▶ **What you need to do**
Reproduce the whole listing, character for character.

▶ **Entries provided**
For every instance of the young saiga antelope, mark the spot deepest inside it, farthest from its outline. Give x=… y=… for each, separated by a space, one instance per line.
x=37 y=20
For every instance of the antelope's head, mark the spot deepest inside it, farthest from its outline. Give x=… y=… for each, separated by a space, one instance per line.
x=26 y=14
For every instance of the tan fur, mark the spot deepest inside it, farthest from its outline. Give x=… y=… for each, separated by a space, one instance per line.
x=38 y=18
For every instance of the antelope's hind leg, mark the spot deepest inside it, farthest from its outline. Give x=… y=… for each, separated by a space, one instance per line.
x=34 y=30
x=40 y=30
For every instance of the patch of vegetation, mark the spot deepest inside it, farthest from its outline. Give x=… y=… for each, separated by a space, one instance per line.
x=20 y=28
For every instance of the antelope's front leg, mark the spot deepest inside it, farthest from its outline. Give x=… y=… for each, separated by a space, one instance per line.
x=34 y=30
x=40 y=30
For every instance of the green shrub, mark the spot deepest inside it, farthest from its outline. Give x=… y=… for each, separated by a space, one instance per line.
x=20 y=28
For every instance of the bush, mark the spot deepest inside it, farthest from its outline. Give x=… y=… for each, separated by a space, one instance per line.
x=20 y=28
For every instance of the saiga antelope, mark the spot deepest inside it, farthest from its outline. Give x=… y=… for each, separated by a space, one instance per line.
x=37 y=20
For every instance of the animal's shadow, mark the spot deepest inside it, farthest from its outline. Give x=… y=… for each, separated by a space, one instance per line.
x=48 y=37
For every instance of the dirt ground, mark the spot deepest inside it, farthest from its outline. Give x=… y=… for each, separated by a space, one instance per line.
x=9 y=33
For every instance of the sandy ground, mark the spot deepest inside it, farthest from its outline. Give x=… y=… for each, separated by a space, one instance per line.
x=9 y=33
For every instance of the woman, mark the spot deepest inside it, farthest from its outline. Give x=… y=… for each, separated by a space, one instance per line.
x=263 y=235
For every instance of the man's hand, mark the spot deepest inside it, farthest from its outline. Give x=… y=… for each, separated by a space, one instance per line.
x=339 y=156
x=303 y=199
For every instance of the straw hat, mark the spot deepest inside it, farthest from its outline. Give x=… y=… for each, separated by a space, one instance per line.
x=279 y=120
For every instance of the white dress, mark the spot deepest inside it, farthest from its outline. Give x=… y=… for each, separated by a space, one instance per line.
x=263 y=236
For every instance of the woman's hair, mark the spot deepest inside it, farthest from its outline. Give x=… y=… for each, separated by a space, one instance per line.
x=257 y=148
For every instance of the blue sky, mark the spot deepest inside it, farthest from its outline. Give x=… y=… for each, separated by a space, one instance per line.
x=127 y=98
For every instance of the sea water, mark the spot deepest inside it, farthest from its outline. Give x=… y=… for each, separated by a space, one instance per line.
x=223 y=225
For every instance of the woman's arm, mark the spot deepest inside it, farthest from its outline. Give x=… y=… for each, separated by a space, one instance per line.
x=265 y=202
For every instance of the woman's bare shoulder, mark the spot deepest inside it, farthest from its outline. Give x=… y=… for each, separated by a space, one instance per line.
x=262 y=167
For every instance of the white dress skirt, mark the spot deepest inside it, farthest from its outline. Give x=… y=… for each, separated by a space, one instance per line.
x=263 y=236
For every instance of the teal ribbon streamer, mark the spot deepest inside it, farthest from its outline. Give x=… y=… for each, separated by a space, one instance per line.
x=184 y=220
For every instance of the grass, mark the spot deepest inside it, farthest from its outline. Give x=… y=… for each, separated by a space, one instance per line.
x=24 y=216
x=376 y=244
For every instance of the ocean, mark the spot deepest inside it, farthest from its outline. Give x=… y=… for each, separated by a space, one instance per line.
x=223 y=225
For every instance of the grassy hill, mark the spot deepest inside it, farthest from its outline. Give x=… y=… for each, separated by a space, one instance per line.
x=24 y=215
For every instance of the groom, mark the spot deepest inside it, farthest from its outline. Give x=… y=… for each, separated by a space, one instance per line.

▶ **Answer to the exercise**
For every instance of the young saiga antelope, mark the spot deepest inside it, farthest from its outline. Give x=… y=… for each, separated by a space, one instance per line.
x=37 y=20
For every instance of the antelope's head, mark the spot deepest inside it, farthest from its outline. Give x=… y=… for each, separated by a space, one instance per line.
x=26 y=14
For every instance of the tan fur, mark the spot deepest inside it, farthest from its outline. Give x=… y=… for each, separated by a space, one instance per line.
x=38 y=18
For every instance of the antelope's hind leg, mark the spot deepest inside it, farthest from its outline. Give x=… y=… for each, separated by a space, one instance per line.
x=34 y=30
x=40 y=30
For every instance of the patch of vegetation, mark the spot deepest inside it, farthest from its outline. Give x=… y=… for each, separated by a space, one instance per line.
x=20 y=28
For every instance of the antelope's front leg, mark the spot deepest inside it, farthest from its outline. Give x=… y=… for each, separated by a space, one instance per line.
x=34 y=30
x=40 y=30
For every instance of the green shrub, mark the spot deepest inside it, farthest from its outline. Give x=… y=… for each, separated by a space, one instance per line.
x=20 y=28
For every instance of the bush, mark the spot deepest inside it, farthest from its outline. Give x=… y=… for each, separated by a space, one instance per line.
x=20 y=28
For every instance of the saiga antelope, mark the spot deepest inside it, farthest from its outline. Give x=… y=… for each, separated by a space, one instance per line.
x=37 y=20
For every instance of the animal's shadow, mark the spot deepest inside it, farthest from its outline. Give x=… y=… for each, separated by a space, one instance per line.
x=48 y=37
For every instance of the dirt ground, mark the spot deepest inside it, farthest from its outline. Give x=… y=… for each, separated by a space, one instance per line.
x=9 y=33
For every instance of the sandy ground, mark the spot deepest inside it, farthest from its outline. Give x=… y=… for each, separated by a space, one instance per line.
x=9 y=33
For every instance of the woman, mark the spot deepest inside it, farthest from its outline. Give x=… y=… for each, separated by a space, one instance per line.
x=263 y=235
For every instance of the man's hand, mark the spot deepest inside it, farthest from its outline. Give x=… y=… for each, separated by a space, one instance per line.
x=339 y=156
x=303 y=199
For every instance of the straw hat, mark the spot deepest inside it, farthest from its outline. Give x=… y=… for each, separated by a space, one instance per line.
x=279 y=120
For every instance of the white dress, mark the spot deepest inside it, farthest from its outline. Give x=… y=… for each, separated by a space, one instance per line.
x=263 y=236
For every instance of the woman's hair, mark the spot deepest inside it, farthest from its outline. Give x=… y=… for each, separated by a space, one instance per line.
x=257 y=148
For every instance of the blue sky, mark the spot deepest inside it, farthest from its outline. Give x=… y=… for each, separated by a space, one instance per line.
x=127 y=98
For every instance of the sea water, mark the spot deepest inside it, farthest from its outline. Give x=… y=… for each, separated by a space, one instance per line.
x=223 y=225
For every instance of the woman's arm, mark the spot deepest inside it, farthest from its outline. Give x=… y=… for each, separated by a space, one instance per line.
x=265 y=202
For every instance of the woman's bare shoulder, mark the spot deepest inside it, farthest from its outline. Give x=… y=… for each, separated by a space, one instance per line.
x=262 y=167
For every instance of the white dress skirt, mark the spot deepest inside it, farthest from its outline. Give x=… y=… for each, separated by a space, one instance per line.
x=263 y=236
For every instance of the teal ribbon streamer, mark the spot deepest inside it, farthest from its outline. Give x=… y=… for each, separated by a space, one instance per line.
x=184 y=220
For every instance of the grass, mark the spot deepest inside it, farthest from its outline. Give x=… y=… for each, separated by a space, one instance per line.
x=24 y=216
x=376 y=244
For every instance of the ocean, mark the spot deepest inside it, farthest from its outline. Give x=… y=… for each, separated by a space, one instance per line.
x=223 y=225
For every instance of the grassy hill, mark the spot deepest inside it, farthest from its outline. Give x=… y=… for each, separated by a space, one instance per line.
x=24 y=215
For every instance of the groom, mark the spot deepest inside it, farthest from its outline. Give x=… y=… for each, separated by a space, one instance per line.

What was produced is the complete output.